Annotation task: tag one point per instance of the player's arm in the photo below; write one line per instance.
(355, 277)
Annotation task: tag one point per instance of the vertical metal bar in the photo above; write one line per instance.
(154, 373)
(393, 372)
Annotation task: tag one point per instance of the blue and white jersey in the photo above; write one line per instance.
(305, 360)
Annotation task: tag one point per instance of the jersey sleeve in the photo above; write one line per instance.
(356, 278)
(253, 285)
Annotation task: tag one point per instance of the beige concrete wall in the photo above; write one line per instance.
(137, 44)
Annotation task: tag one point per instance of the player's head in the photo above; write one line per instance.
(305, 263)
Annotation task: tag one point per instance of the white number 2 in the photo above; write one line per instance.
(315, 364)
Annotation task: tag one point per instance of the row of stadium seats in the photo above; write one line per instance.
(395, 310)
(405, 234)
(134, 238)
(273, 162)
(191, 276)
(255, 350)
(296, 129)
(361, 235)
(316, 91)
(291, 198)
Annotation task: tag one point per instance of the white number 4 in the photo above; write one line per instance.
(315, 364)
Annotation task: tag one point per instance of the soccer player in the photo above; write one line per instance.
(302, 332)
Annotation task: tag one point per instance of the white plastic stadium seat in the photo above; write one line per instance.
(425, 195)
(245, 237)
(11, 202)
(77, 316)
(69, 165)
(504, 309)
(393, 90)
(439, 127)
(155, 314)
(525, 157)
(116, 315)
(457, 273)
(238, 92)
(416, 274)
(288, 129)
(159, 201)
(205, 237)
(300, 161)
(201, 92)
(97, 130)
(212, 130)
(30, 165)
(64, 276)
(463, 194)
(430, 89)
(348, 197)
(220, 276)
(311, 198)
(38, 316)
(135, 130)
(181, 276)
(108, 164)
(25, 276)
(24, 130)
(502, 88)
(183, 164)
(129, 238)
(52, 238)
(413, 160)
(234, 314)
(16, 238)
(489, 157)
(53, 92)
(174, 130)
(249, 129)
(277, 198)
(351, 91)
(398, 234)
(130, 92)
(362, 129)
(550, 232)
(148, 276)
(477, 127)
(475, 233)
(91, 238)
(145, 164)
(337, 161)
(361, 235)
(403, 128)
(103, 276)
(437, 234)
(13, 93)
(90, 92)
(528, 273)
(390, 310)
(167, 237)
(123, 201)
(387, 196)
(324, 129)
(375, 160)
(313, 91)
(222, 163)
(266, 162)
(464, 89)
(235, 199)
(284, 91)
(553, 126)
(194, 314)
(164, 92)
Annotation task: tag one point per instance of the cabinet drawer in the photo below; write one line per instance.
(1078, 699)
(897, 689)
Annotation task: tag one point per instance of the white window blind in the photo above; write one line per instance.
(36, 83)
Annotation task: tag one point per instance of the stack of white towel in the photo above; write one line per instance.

________________________

→ **THE TASK**
Copy verbatim the lines above, from the one containing "Annotation task: tag one point per instance of the row" through the final line.

→ **SOLUTION BELOW**
Annotation task: tag one point per instance of the row of stadium seats in the photo above; write one line per instance.
(395, 310)
(405, 234)
(134, 238)
(273, 162)
(191, 276)
(255, 350)
(296, 129)
(361, 235)
(316, 91)
(291, 198)
Annotation task: tag one point per instance of the white number 4 in the photo above; write one line per instance.
(315, 364)
Annotation task: tag one point per instance of the soccer player in the photo above; write one line per instance.
(302, 332)
Annotation task: tag one point per instance of the white plastic stadium seat in the photo above; write one line per instance.
(425, 195)
(245, 237)
(11, 202)
(77, 316)
(69, 165)
(504, 309)
(393, 90)
(439, 127)
(155, 314)
(525, 157)
(116, 315)
(457, 273)
(238, 92)
(416, 274)
(288, 129)
(159, 201)
(205, 237)
(300, 161)
(201, 92)
(97, 130)
(212, 130)
(30, 165)
(64, 276)
(463, 194)
(430, 89)
(348, 197)
(220, 276)
(311, 198)
(38, 316)
(135, 130)
(181, 276)
(108, 164)
(25, 276)
(24, 130)
(502, 88)
(183, 164)
(129, 238)
(52, 238)
(413, 160)
(234, 314)
(16, 238)
(489, 157)
(53, 92)
(174, 130)
(249, 129)
(277, 198)
(351, 91)
(398, 234)
(130, 92)
(362, 129)
(550, 232)
(148, 276)
(477, 127)
(475, 233)
(91, 238)
(145, 164)
(337, 161)
(361, 235)
(403, 128)
(103, 276)
(437, 234)
(13, 93)
(90, 92)
(528, 273)
(390, 310)
(167, 237)
(123, 201)
(387, 196)
(324, 129)
(375, 160)
(313, 91)
(222, 163)
(266, 162)
(464, 89)
(235, 199)
(284, 91)
(553, 126)
(194, 314)
(164, 92)
Annotation task: tag one point per instance of the cabinet drawer in the photo below; write one line per instance.
(1078, 699)
(897, 689)
Annotation task: tag one point per instance of the white window blind in the photo above; write one line per instance.
(36, 83)
Annotation task: tag one point per instance of the stack of white towel in the photo above; write one line per instance.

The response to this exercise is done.